→ **PASSAGE TO READ**
—————

Trump strongly opposed the bill, and just before the roll call tweeted, urging a “no vote.” But only two Illinoisans followed his direction: Channahon’s Adam Kinzinger, and Peoria’s Darin LaHood.
Voting yes with the Democrats were Mike Bost of Murphysboro and Taylorville’s Rodney Davis, both of which face tough reelection foes. Davis even put out a press release about his vote, saying that while he does not agree with Democrats that the election is in danger of sabotage, “We’re in the (COVID-19) pandemic, the Postal Service is vital to our society, and they need our help.”
Voters are beginning to squawk, especially in rural and some suburban districts, and as I suggested the other day, Democrats sense they’ve got a good issue here and are going to continue to push it as hard as they can.
Not voting on the measure was Collinsville’s John Shimkus, who is retiring after this term.
Overall, the bill passed by an almost veto-proof 257 to 150, with 26 Republicans joining 231 Democrats (including all of those from Illinois) to send the measure on, with 23 other Republicans not voting.
U.S. Postmaster General Louis DeJoy remains in damage-control mode, denying that he went too far and saying today that he’ll actually authorize extra overtime the last two weeks before the election so that all of those mail ballots Trump says he doesn’t like actually get to local authorities on time to count.
Senate Majority Leader Mitch McConnell has said he won’t call the House bill for a vote. But if the politics in largely rural states such as North Carolina, Colorado, Arizona, Maine and Montana are the same as they are in downstate Illinois, McConnell could be endangering the reelection of GOP senators in those states if he holds firm. We’ll see if a doable compromise emerges after this week’s Republican National Convention.

—————

→ **RECORDED INFORMATION**

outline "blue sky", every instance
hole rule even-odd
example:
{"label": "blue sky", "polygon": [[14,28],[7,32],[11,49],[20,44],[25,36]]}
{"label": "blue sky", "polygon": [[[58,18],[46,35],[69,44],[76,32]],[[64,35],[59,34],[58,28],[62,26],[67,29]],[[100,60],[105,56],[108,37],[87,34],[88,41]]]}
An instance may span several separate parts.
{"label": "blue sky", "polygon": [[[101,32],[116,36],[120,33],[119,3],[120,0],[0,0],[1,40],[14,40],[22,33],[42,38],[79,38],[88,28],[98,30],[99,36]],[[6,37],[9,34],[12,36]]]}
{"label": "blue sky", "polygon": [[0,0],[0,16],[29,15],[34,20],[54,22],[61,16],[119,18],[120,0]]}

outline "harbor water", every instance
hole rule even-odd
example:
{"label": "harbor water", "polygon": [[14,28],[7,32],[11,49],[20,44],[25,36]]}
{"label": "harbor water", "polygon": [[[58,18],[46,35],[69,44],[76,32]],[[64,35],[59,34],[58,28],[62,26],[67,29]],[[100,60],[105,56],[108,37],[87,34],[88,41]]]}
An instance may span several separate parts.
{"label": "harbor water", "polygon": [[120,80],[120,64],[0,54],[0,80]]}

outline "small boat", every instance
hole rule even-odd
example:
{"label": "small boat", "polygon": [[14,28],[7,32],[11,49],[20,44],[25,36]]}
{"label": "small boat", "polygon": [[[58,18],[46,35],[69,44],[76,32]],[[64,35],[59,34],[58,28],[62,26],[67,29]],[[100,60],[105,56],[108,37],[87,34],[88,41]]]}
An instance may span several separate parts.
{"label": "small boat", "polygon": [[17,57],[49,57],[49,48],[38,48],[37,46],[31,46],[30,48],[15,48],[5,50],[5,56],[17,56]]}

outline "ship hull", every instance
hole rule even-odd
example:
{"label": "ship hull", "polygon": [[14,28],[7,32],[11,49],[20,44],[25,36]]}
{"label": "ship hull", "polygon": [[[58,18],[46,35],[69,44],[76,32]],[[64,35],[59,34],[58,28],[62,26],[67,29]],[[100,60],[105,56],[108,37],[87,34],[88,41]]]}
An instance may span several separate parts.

—————

→ **ASSIGNMENT**
For each statement below, answer yes or no according to the article on the House vote above, and quote the words from the article that decide it.
(a) Mike Bost voted with the Democrats on the bill.
(b) John Shimkus voted against the measure.
(c) Mitch McConnell has said he will call the House bill for a vote.

→ **OUTPUT BELOW**
(a) Yes: "Voting yes with the Democrats were Mike Bost of Murphysboro and Taylorville’s Rodney Davis"
(b) No: "Not voting on the measure was Collinsville’s John Shimkus"
(c) No: "Senate Majority Leader Mitch McConnell has said he won’t call the House bill for a vote."